------ DOCUMENT EXCERPT

A great play here on two meanings of the word "house." Arthur is talking about the "House" as another word for firm or business – a place where family love and sentimentality don't belong. His mother immediately guilt-trips him by speaking of the house as a shelter for "your infirm mother." Nice.

You are going back?'

'Oh yes! going straight home.'

'As I take you back,' the word home jarred upon him, 'let me ask you to persuade yourself that you have another friend. I make no professions, and say no more.'

'You are truly kind to me, sir. I am sure I need no more.'

They walked back through the miserable muddy streets, and among the poor, mean shops, and were jostled by the crowds of dirty hucksters usual to a poor neighbourhood. There was nothing, by the short way, that was pleasant to any of the five senses. Yet it was not a common passage through common rain, and mire, and noise, to Clennam, having this little, slender, careful creature on his arm. How young she seemed to him, or how old he to her; or what a secret either to the other, in that beginning of the destined interweaving of their stories, matters not here. He thought of her having been born and bred among these scenes, and shrinking through them now, familiar yet misplaced; he thought of her long acquaintance with the squalid needs of life, and of her innocence; of her solicitude for others, and her few years, and her childish aspect. (1.9.81-85)

------------
------ INFORMATION SUPPLIED

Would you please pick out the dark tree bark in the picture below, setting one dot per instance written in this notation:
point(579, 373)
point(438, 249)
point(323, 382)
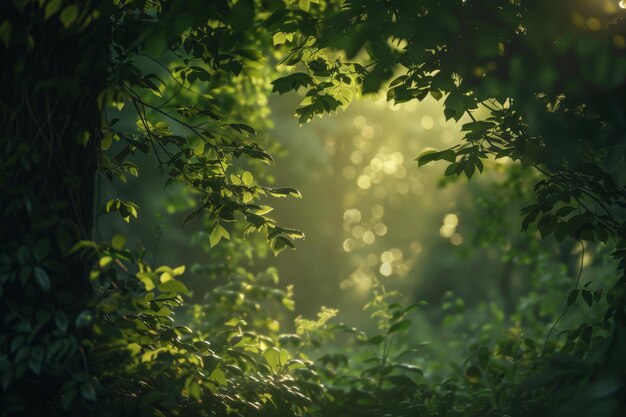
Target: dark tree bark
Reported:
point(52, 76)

------------
------ INFORMATION SUPPLIED

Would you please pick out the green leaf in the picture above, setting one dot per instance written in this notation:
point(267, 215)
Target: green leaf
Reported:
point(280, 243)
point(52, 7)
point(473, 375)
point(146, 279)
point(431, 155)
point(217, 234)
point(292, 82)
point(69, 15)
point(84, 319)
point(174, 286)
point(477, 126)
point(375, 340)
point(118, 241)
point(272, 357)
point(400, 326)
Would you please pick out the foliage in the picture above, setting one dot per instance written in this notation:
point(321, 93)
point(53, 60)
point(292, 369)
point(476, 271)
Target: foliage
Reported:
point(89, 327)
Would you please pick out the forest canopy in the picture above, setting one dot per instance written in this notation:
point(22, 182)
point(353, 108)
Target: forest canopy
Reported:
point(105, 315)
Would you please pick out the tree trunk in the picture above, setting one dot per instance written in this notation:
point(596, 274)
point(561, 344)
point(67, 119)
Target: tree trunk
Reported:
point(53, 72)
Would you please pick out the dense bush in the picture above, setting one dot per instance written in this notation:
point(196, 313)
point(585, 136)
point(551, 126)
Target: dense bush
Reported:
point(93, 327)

------------
------ INFORMATION SUPPLIED

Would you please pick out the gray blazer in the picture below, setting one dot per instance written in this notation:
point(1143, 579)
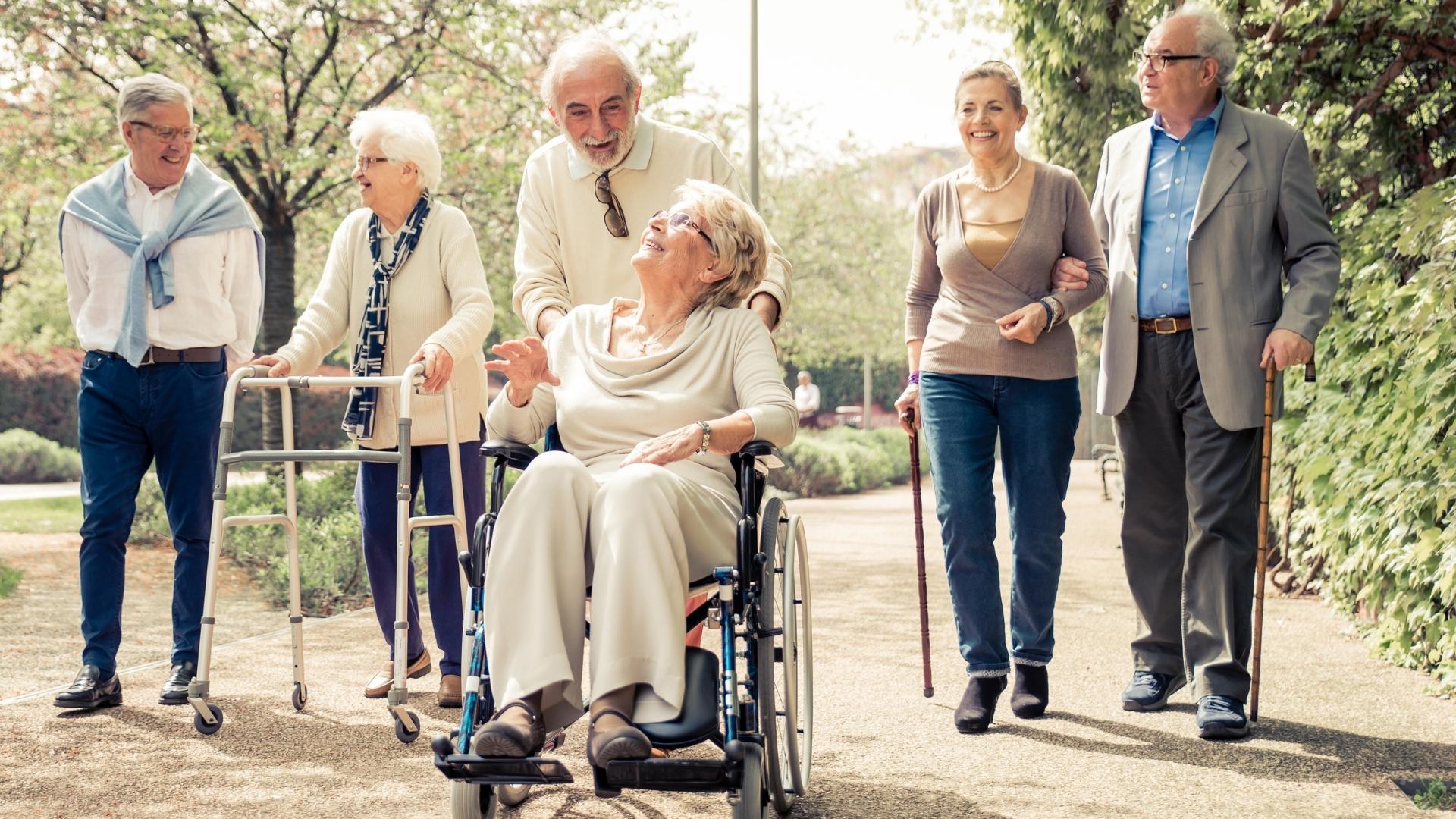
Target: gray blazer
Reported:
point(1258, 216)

------------

Continue the Clennam commentary excerpt above, starting right after its final sentence.

Another play on words. Amy says she's going home, using the phrase unthinkingly, as an idiom. Arthur can't help but get stuck on how strange it is to call a prison home.

First, there was the subject seldom absent from [Arthur's] mind, the question, what he was to do henceforth in life; to what occupation he should devote himself, and in what direction he had best seek it. He was far from rich, and every day of indecision and inaction made his inheritance a source of greater anxiety to him. As often as he began to consider how to increase this inheritance, or to lay it by, so often his misgiving that there was some one with an unsatisfied claim upon his justice, returned; [...] Little Dorrit was a leading and a constant subject: for the circumstances of his life, united to those of her own story, presented the little creature to him as the only person between whom and himself there were ties of innocent reliance on one hand, and affectionate protection on the other; ties of compassion, respect, unselfish interest, gratitude, and pity. Thinking of her, and of the possibility of her father's release from prison by the unbarring hand of death--the only change of circumstance he could foresee that might enable him to be such a friend to her as he wished to be, by altering her whole manner of life, smoothing her rough road, and giving her a home--he regarded her, in that perspective, as his adopted daughter, his poor child of the Marshalsea hushed to rest. (1.16.3)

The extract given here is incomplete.